#### Short task:
Copy out each line of the records below word for word, leaving out the pictures.

#### Information supplied:
• • •

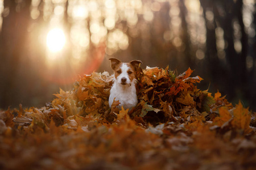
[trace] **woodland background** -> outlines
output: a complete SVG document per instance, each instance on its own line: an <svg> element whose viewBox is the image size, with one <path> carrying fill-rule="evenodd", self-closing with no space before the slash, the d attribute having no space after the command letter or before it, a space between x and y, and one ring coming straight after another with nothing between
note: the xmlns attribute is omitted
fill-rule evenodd
<svg viewBox="0 0 256 170"><path fill-rule="evenodd" d="M256 110L254 0L0 0L0 108L40 107L108 58L181 73L190 67L229 101ZM47 45L60 28L65 44Z"/></svg>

• • •

#### Task answer:
[trace] **woodland background** -> outlines
output: a complete SVG document per instance, each instance on its own line: an <svg> element whose viewBox is the image size, with one <path> carrying fill-rule="evenodd", self-closing with no space before the slash, the d attribute having no space after the command letter or before it, a space between x and y, and one ring coming straight after another with nothing between
note: the xmlns attribute is omitted
fill-rule evenodd
<svg viewBox="0 0 256 170"><path fill-rule="evenodd" d="M256 110L254 0L0 0L0 108L40 107L108 58L181 73L190 67L229 101ZM47 45L60 28L65 44Z"/></svg>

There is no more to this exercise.